Gainesville, FL  --  During a blizzard on March 5th 1902, Fred Bear was born in a farmhouse in Waynesboro, Pennsylvania in the heart of the fertile Cumberland Valley. Now, a century later, on the 100th anniversary of Fred’s birth, The North American Archery Group, LLC will celebrate that quiet, but momentous event. Fred was not born an archery legend. He left home a few days after his 21st birthday and headed for Detroit where he found work as a patternmaker for the Packard Motor Car Company and attended night school at the Detroit Institute of Technology. Five years later, he saw Art Young’s film "Alaskan Adventures" and that outing changed his life … and ours.

In 1929, Fred went bowhunting for the first time, but like many of us even today, it took him six years to harvest his first deer by bow. Nevertheless, in 1933, he and a partner founded Bear Products Company to produce silk-screened advertising materials. "Off in a corner of the small building," Charles Kroll and Dick Lattimer wrote in Fred Bear: The Biography of an Outdoorsman, "Fred made archery equipment." That hobby soon became Fred’s full-time business.

Fred Bear was an energetic archery pioneer and inventor. This self-made man registered archery patents as early as 1937. He experimented with and found practical applications for materials like fiberglass and machined aluminum that have become the building blocks of modern archery.

• • • • • • •

## Exercise A
Which rows below contain the word "dark"? List each of those rows in full.

• • • • • • •

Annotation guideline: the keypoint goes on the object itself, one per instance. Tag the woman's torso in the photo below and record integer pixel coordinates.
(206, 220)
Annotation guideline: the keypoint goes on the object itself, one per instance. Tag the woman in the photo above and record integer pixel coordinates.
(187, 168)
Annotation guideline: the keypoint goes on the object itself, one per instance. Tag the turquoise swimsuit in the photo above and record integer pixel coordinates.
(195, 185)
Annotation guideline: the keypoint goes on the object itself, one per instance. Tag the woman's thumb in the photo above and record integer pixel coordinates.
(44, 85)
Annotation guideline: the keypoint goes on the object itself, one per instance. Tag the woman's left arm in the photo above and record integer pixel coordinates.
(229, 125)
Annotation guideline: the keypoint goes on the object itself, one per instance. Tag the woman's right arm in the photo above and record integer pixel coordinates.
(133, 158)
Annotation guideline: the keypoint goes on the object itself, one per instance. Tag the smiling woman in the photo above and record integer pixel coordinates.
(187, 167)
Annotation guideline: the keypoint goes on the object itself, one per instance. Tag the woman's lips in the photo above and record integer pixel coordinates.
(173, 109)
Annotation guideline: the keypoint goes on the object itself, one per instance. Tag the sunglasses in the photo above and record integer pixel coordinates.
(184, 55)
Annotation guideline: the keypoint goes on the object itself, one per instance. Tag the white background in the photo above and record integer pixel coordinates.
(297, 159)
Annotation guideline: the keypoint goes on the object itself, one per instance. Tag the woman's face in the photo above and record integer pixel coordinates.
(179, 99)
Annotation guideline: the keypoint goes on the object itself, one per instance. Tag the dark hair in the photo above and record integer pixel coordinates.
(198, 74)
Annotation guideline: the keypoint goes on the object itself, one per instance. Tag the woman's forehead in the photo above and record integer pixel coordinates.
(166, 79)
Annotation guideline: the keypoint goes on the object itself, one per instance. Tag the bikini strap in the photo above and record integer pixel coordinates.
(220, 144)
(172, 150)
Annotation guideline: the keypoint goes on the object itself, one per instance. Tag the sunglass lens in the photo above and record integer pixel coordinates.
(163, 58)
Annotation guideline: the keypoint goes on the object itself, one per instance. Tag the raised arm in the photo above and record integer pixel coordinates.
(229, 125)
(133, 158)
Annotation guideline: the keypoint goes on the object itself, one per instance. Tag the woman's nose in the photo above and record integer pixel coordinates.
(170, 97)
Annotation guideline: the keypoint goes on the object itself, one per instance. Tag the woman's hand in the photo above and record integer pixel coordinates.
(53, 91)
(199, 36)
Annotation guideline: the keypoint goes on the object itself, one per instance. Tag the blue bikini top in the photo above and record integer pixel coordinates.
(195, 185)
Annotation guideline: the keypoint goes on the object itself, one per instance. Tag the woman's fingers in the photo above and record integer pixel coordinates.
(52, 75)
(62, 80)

• • • • • • •

## Exercise B
Repeat the part of the Fred Bear passage above that starts at "In 1929, Fred" and ends at "Fred’s full-time business.".

## Full output A
Annotation guideline: the keypoint goes on the object itself, one per instance. Tag the dark hair in the photo above and record integer pixel coordinates.

## Full output B
In 1929, Fred went bowhunting for the first time, but like many of us even today, it took him six years to harvest his first deer by bow. Nevertheless, in 1933, he and a partner founded Bear Products Company to produce silk-screened advertising materials. "Off in a corner of the small building," Charles Kroll and Dick Lattimer wrote in Fred Bear: The Biography of an Outdoorsman, "Fred made archery equipment." That hobby soon became Fred’s full-time business.